**TEXTE À LIRE**:

Du côté des prisons

Une annexe en prison, ou l'évasion en univers carcéral; c'est le pari lancé par la Bibliothèque municipale de Marseille qui a ouvert une véritable annexe dans le quartier des condamnés à la maison d'arrêt des Baumettes. A l'origine, un projet commun de l'administration pénitentiaire et de l'équipe socio-éducative des Baumettes, conscientes des enjeux liés à l'ouverture d'une bibliothèque; la bibliothèque municipale, pressentie, acceptait de collaborer à l'opération pourvu que cette bibliothèque de prison soit une bibliothèque à part entière, créée et traitée comme l'une des 36 annexes du réseau marseillais. Cela revenait à dire fonctionnement en libre-accès, pas de critères spécifiques au niveau des acquisitions.

Poli-Poli-Polisson

« Nous nous sommes montrés intransigeants sur ces deux points, raconte Danièle Oppetit, responsable de la Bibliothèque de Marseille. Nous ne croyions guère en l'efficacité de formules éculées comme le choix de livres sur listes et nous avons dit qu'il n'était pas question d'exclure a priori les Popopo (policiers, polissons, politiques) du stock de livres déposés. Toutes ces propositions sont bien passées et la bibliothèque des Baumettes est maintenant une annexe comme les autres, plutôt mieux traitée, mais pas de façon différente. Nous venons une fois par mois faire un dépôt de nouveautés si bien que le fonds des Baumettes compte actuellement près de 4 000 volumes. Il va sans dire que ces dépôts intègrent les demandes d'acquisition faites par les détenus. Or, ces demandes montrent, d'évidence, qu'il n'y a pas de lecture carcérale très spécifique. La demande sur les policiers ou les bandes dessinées existe, mais pas plus que dans d'autres annexes; la nuance la plus évidente concerne... la poésie, de toutes époques, qu'on retrouve en tête des demandes et des prêts. Cela tient, semble-t-il aux conditions psychologiques de détention et, partant, à l'utilisation dérivée de la poésie pour « illustrer » les lettres écrites aux proches et aux familles. Aux Baumettes la poésie retrouve son rôle de lien et moyen d'expression au sens littéral du terme.

La lecture carcérale est, aussi, très documentaire : dictionnaires et ouvrages techniques sont très demandés (le Code pénal, consulté et commenté avec l'avocat, est naturellement en tête au hit-parade), mais la plupart des demandes sont faites en liaison avec les activités du club d'alphabétisation suivies par les détenus. Par ailleurs les livres de géographie, de voyages, d'art et tous ouvrages abondamment illustrés rencontrent un vif succès; la lecture-évasion et l'illettrisme rampant semblent bien être l'explication de ces goûts de lecture.

**TÂCHES ET EXERCICES**:
1 - Combien de volumes compte actuellement le fonds des Baumettes, d'après le texte sur la bibliothèque de prison ?
2 - Recopiez mot pour mot le passage du texte sur la bibliothèque de prison qui va de « Une annexe en » à « niveau des acquisitions. », bornes comprises.
Les enregistrements n'interviennent en rien dans ce travail.

**ENREGISTREMENTS EXTRAITS**:
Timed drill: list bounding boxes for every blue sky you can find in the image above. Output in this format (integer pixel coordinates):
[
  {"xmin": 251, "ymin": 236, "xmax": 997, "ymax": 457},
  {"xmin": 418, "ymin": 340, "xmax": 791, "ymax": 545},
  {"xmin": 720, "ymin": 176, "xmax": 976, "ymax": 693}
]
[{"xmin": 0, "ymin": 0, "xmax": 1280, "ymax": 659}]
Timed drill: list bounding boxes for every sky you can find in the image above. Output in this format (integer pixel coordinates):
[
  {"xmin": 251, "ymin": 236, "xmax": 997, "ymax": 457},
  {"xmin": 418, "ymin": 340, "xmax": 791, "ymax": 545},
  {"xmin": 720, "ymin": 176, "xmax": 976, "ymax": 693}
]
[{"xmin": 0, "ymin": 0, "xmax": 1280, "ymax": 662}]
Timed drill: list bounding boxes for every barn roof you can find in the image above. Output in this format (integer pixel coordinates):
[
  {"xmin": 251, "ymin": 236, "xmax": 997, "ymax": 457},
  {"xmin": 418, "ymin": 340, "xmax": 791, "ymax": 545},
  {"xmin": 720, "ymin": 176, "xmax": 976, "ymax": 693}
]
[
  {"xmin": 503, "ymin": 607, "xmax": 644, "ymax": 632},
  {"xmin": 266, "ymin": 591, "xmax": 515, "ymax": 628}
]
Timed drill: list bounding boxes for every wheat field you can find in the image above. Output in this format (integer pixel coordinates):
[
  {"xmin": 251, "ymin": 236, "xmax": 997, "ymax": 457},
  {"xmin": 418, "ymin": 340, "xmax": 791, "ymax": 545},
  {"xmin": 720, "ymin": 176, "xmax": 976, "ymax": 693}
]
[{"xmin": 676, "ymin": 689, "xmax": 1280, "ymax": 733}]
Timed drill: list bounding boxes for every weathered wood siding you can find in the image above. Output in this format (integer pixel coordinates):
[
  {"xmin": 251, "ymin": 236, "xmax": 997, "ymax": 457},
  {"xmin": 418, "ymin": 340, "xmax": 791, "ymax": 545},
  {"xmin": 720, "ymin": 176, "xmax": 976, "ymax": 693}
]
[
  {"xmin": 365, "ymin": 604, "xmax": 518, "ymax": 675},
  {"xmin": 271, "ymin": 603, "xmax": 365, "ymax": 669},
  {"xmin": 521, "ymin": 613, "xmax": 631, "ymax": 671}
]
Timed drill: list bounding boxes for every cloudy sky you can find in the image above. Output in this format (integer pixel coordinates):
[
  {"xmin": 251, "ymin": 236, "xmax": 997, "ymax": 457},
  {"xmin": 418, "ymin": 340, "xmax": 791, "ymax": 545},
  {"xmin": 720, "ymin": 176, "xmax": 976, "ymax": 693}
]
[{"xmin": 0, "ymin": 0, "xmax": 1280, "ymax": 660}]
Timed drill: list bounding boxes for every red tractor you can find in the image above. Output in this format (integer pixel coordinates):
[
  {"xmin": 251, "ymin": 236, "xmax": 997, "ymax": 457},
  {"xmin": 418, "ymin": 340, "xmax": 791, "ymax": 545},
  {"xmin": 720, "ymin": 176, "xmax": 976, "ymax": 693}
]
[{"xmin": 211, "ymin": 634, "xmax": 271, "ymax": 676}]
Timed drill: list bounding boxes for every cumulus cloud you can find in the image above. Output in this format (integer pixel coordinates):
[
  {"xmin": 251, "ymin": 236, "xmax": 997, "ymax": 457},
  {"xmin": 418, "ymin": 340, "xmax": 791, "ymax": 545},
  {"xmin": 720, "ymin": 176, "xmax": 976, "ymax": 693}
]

**RÉPONSES CI-DESSOUS**:
1 - Près de 4 000 volumes.

2 -
Une annexe en prison, ou l'évasion en univers carcéral; c'est le pari lancé par la Bibliothèque municipale de Marseille qui a ouvert une véritable annexe dans le quartier des condamnés à la maison d'arrêt des Baumettes. A l'origine, un projet commun de l'administration pénitentiaire et de l'équipe socio-éducative des Baumettes, conscientes des enjeux liés à l'ouverture d'une bibliothèque; la bibliothèque municipale, pressentie, acceptait de collaborer à l'opération pourvu que cette bibliothèque de prison soit une bibliothèque à part entière, créée et traitée comme l'une des 36 annexes du réseau marseillais. Cela revenait à dire fonctionnement en libre-accès, pas de critères spécifiques au niveau des acquisitions.